TASK PROMPT
Will you give the material below again, every line exactly as it is?

[Data records]
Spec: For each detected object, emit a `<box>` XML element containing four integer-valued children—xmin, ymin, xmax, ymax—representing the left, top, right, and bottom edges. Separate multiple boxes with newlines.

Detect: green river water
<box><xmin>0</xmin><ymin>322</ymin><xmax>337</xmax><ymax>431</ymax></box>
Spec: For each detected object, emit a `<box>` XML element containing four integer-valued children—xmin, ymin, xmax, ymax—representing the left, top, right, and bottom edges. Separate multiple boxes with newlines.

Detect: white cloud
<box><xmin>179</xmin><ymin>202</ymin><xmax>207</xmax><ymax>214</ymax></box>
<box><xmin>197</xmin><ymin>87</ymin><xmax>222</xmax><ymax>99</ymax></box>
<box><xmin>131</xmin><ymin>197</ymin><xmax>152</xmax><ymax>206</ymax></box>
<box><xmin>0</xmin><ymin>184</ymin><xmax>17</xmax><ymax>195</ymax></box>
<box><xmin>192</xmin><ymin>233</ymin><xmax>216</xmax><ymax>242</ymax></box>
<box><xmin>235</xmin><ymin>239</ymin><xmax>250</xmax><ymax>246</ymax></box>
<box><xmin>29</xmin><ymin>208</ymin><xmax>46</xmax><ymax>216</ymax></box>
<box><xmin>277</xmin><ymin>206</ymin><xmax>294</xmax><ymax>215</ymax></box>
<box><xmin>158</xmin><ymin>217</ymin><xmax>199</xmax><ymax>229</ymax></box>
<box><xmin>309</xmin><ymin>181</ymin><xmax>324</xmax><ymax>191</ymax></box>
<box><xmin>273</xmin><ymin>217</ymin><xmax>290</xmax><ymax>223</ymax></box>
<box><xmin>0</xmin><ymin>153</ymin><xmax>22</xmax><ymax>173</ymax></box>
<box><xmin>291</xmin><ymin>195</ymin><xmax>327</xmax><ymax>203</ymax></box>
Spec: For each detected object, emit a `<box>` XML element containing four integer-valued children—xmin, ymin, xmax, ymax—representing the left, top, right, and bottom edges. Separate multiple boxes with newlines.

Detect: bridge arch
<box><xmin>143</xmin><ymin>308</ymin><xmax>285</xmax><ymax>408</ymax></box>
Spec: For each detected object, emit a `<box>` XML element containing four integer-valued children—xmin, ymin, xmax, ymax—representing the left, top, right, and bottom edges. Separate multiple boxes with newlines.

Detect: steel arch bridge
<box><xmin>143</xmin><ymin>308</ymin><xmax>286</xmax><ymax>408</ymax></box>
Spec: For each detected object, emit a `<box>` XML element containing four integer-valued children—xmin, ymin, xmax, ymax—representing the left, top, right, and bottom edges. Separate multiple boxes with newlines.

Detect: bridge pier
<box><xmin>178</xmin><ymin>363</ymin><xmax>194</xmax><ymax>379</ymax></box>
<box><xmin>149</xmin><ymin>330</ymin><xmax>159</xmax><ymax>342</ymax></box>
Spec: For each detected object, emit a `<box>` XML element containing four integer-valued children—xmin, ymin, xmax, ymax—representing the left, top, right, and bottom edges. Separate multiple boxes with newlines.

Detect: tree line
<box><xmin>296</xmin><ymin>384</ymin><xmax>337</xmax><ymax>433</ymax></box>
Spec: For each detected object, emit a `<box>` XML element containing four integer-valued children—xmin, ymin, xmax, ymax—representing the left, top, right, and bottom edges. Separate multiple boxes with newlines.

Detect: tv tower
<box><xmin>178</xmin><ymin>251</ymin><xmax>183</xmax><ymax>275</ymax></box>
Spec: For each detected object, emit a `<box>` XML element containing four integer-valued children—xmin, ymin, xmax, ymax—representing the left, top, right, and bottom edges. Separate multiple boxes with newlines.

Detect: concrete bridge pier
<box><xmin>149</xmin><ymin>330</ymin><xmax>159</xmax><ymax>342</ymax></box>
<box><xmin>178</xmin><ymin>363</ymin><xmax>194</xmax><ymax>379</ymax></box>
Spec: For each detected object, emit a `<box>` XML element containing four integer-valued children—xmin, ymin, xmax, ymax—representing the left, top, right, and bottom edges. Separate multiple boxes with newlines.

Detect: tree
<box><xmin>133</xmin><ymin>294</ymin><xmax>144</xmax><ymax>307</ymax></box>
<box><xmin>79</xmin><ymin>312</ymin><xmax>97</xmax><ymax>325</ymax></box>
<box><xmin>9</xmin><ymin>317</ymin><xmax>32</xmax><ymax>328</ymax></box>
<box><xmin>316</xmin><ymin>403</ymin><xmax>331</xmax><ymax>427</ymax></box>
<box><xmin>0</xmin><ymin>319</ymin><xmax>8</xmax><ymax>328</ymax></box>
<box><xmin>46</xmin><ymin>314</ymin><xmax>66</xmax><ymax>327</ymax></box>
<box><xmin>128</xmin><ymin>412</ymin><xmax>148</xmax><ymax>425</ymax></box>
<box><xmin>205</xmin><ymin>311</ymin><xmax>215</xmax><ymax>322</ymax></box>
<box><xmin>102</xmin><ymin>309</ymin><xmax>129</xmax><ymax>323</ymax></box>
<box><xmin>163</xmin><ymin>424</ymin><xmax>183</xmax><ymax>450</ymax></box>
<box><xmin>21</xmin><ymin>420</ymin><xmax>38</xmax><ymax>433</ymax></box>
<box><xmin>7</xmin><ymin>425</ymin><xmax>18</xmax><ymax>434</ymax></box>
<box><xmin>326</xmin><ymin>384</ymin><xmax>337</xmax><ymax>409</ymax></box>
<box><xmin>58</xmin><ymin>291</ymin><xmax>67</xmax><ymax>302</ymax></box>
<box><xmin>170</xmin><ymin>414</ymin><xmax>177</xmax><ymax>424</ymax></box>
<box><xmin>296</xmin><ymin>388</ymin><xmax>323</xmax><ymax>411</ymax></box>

WRITTEN SOLUTION
Spec: For each detected object, emit a `<box>` XML element containing four integer-valued children—xmin, ymin, xmax, ymax—representing the left, top, right, and bottom edges. Separate multiple boxes with newlines.

Detect: green river water
<box><xmin>0</xmin><ymin>322</ymin><xmax>337</xmax><ymax>431</ymax></box>
Spec: For each detected object, emit a `<box>` XML element containing four integer-valued children—xmin, ymin, xmax, ymax—representing the left, top, right, and bottom edges. Separate multiple boxes with newlines.

Detect: white cloud
<box><xmin>179</xmin><ymin>202</ymin><xmax>207</xmax><ymax>214</ymax></box>
<box><xmin>197</xmin><ymin>87</ymin><xmax>222</xmax><ymax>99</ymax></box>
<box><xmin>131</xmin><ymin>197</ymin><xmax>152</xmax><ymax>206</ymax></box>
<box><xmin>0</xmin><ymin>184</ymin><xmax>17</xmax><ymax>195</ymax></box>
<box><xmin>192</xmin><ymin>233</ymin><xmax>216</xmax><ymax>242</ymax></box>
<box><xmin>235</xmin><ymin>239</ymin><xmax>250</xmax><ymax>246</ymax></box>
<box><xmin>29</xmin><ymin>208</ymin><xmax>46</xmax><ymax>216</ymax></box>
<box><xmin>277</xmin><ymin>206</ymin><xmax>294</xmax><ymax>215</ymax></box>
<box><xmin>158</xmin><ymin>217</ymin><xmax>199</xmax><ymax>229</ymax></box>
<box><xmin>309</xmin><ymin>181</ymin><xmax>324</xmax><ymax>191</ymax></box>
<box><xmin>273</xmin><ymin>217</ymin><xmax>290</xmax><ymax>223</ymax></box>
<box><xmin>0</xmin><ymin>153</ymin><xmax>22</xmax><ymax>173</ymax></box>
<box><xmin>291</xmin><ymin>195</ymin><xmax>327</xmax><ymax>203</ymax></box>
Spec: For each detected object, emit a `<box>` XML element containing four integer-valued children—xmin, ymin, xmax, ymax—representing the left, top, right, and bottom edges. Separate multiple boxes with newlines.

Detect: bridge arch
<box><xmin>143</xmin><ymin>308</ymin><xmax>285</xmax><ymax>408</ymax></box>
Spec: For each detected object, emit a `<box>` XML element containing four integer-valued children—xmin, ymin, xmax, ymax—representing the left, top, right, and bottom edges. Separate multiple boxes with newlines.

Detect: steel arch bridge
<box><xmin>143</xmin><ymin>308</ymin><xmax>286</xmax><ymax>408</ymax></box>
Spec: For each detected object, emit a `<box>` XML element containing four integer-valued children—xmin, ymin, xmax, ymax—representing the left, top, right, and bottom edges. Separate multiple boxes with newlines.

Detect: bridge pier
<box><xmin>178</xmin><ymin>363</ymin><xmax>194</xmax><ymax>379</ymax></box>
<box><xmin>149</xmin><ymin>330</ymin><xmax>159</xmax><ymax>342</ymax></box>
Spec: For each detected object, emit a `<box>` XML element containing four integer-valued children—xmin, ymin, xmax, ymax—representing the left, top, right, and bottom edges. Separate multiple boxes with newlines.

Detect: tree line
<box><xmin>296</xmin><ymin>384</ymin><xmax>337</xmax><ymax>433</ymax></box>
Spec: For each detected object, emit a `<box>` XML element containing four integer-valued children—xmin, ymin, xmax, ymax—representing the left, top, right, and bottom edges. Separate multiple boxes with newlines.

Detect: tv tower
<box><xmin>178</xmin><ymin>251</ymin><xmax>183</xmax><ymax>275</ymax></box>
Spec: For each detected object, emit a `<box>` XML element containing four integer-valued children—xmin, ymin, xmax, ymax—representing the left, top, right, and bottom edges. Separate multiple boxes with newlines.

Detect: concrete bridge pier
<box><xmin>149</xmin><ymin>330</ymin><xmax>159</xmax><ymax>342</ymax></box>
<box><xmin>178</xmin><ymin>363</ymin><xmax>194</xmax><ymax>379</ymax></box>
Spec: For each detected object, emit a `<box>` XML element containing four integer-valued children—xmin, ymin, xmax, ymax—representing the left, top, right, and bottom edges. Separate multiple boxes with newlines.

Detect: tree
<box><xmin>133</xmin><ymin>294</ymin><xmax>144</xmax><ymax>307</ymax></box>
<box><xmin>79</xmin><ymin>312</ymin><xmax>97</xmax><ymax>325</ymax></box>
<box><xmin>9</xmin><ymin>317</ymin><xmax>32</xmax><ymax>328</ymax></box>
<box><xmin>316</xmin><ymin>403</ymin><xmax>331</xmax><ymax>427</ymax></box>
<box><xmin>0</xmin><ymin>319</ymin><xmax>8</xmax><ymax>328</ymax></box>
<box><xmin>46</xmin><ymin>314</ymin><xmax>66</xmax><ymax>327</ymax></box>
<box><xmin>128</xmin><ymin>412</ymin><xmax>148</xmax><ymax>425</ymax></box>
<box><xmin>205</xmin><ymin>311</ymin><xmax>215</xmax><ymax>322</ymax></box>
<box><xmin>102</xmin><ymin>309</ymin><xmax>129</xmax><ymax>323</ymax></box>
<box><xmin>163</xmin><ymin>424</ymin><xmax>183</xmax><ymax>450</ymax></box>
<box><xmin>21</xmin><ymin>420</ymin><xmax>38</xmax><ymax>433</ymax></box>
<box><xmin>7</xmin><ymin>425</ymin><xmax>18</xmax><ymax>434</ymax></box>
<box><xmin>326</xmin><ymin>384</ymin><xmax>337</xmax><ymax>409</ymax></box>
<box><xmin>58</xmin><ymin>291</ymin><xmax>67</xmax><ymax>302</ymax></box>
<box><xmin>170</xmin><ymin>414</ymin><xmax>177</xmax><ymax>424</ymax></box>
<box><xmin>296</xmin><ymin>388</ymin><xmax>323</xmax><ymax>411</ymax></box>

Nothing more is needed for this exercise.